What you have to do:
Say whether each statement agrees with the guest post about Double Double Land. Answer yes or no for each and quote the deciding words. (a) Daniel Vila and Bonny Poon founded Jamie’s Area. (b) The renovation was finished when the writer visited. (c) Hello Decade will take place in late June.

Excerpt:
Please give a warm welcome to this lengthy guest post by Chris Randle about Double Double Land, the Toronto art space where tonight they’re celebrating the KLF and its burnt million pounds (with a lecture by Chris).
When I visited Double Double Land a couple of months ago to interview the new cultural space’s curator-inhabitants, the flux was obvious: A comprehensive renovation was far from finished, there were dumpsters full of the previous residents’ junk out back and they still weren’t entirely certain about that name. (Its main rival was “Fourth World,” taken from Heavenly Creatures.) Geographically, though, almost nothing has changed: Go down the stairs from Double Double Land’s second floor, past the bakery below and the punk house across from it, walk south for about a minute, and you’ll reach the address of its predecessor, the makeshift gallery/kitchen/venue/etc. Jamie’s Area, which blinked in and out of existence in 2009.
I’m exaggerating the continuity. Jamie’s Area was founded by Daniel Vila (of Bite Yr Tongue) and Bonny Poon, closing around the time she left to study art at Frankfurt’s Stadelschule in the summer. A few series (such as the Globe and Mail-documented Food evenings) will continue on, but the curators are palpably excited about their new digs, by the fact that they actually live in them, and seem uninterested in bounding the programming with even a rough mandate. DDL’s Jon McCurley is one of several people planning Hello Decade, a long day of performances, art, music, print and loot boxes that’ll be co-anchored by the Kensington space, the White House, DeLeon White Gallery and Everlasting Fortress in late June.

Listed entries:
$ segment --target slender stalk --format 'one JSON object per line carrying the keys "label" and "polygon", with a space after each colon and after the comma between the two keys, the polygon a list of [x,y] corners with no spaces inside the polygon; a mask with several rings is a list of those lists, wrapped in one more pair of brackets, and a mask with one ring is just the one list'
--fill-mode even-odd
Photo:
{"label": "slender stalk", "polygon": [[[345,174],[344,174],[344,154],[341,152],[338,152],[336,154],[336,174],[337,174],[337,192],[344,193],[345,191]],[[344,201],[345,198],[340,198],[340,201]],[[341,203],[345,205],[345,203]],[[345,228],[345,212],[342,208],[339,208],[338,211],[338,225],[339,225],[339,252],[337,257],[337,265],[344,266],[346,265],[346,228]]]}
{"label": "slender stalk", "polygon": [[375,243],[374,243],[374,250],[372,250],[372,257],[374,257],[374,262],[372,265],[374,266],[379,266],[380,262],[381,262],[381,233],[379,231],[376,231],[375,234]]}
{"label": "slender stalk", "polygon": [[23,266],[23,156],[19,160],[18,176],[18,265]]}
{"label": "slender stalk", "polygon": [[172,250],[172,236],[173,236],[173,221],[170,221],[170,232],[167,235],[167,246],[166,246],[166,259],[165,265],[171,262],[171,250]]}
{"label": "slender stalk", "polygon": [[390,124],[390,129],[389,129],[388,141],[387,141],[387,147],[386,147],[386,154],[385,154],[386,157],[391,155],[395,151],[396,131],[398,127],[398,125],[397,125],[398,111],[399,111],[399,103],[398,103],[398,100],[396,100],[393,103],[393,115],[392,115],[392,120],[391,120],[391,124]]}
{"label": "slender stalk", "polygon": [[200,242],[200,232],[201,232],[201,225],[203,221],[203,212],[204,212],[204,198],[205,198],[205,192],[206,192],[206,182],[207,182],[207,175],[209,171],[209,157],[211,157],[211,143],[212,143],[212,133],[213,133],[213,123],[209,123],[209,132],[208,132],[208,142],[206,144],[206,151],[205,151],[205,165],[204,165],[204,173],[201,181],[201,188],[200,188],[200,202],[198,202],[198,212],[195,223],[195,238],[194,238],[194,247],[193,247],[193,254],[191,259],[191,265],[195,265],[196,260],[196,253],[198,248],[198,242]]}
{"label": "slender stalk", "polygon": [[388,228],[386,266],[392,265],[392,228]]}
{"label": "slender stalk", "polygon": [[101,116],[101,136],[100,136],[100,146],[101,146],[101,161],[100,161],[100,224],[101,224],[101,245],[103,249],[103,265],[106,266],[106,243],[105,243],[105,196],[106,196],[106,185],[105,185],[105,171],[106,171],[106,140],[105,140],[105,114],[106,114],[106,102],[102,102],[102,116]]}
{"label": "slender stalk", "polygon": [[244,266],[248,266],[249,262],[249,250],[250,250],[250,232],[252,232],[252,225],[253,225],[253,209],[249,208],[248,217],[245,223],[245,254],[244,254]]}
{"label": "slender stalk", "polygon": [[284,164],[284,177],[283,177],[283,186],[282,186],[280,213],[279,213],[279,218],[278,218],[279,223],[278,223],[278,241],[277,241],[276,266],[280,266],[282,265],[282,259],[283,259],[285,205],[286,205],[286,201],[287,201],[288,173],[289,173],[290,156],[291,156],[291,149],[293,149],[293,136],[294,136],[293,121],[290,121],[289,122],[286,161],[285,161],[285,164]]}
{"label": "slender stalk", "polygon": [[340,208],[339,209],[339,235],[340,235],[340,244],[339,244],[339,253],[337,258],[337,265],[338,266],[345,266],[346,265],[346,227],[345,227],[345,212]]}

Solution:
(a) Yes: "Jamie’s Area was founded by Daniel Vila (of Bite Yr Tongue) and Bonny Poon"
(b) No: "A comprehensive renovation was far from finished"
(c) Yes: "co-anchored by the Kensington space, the White House, DeLeon White Gallery and Everlasting Fortress in late June"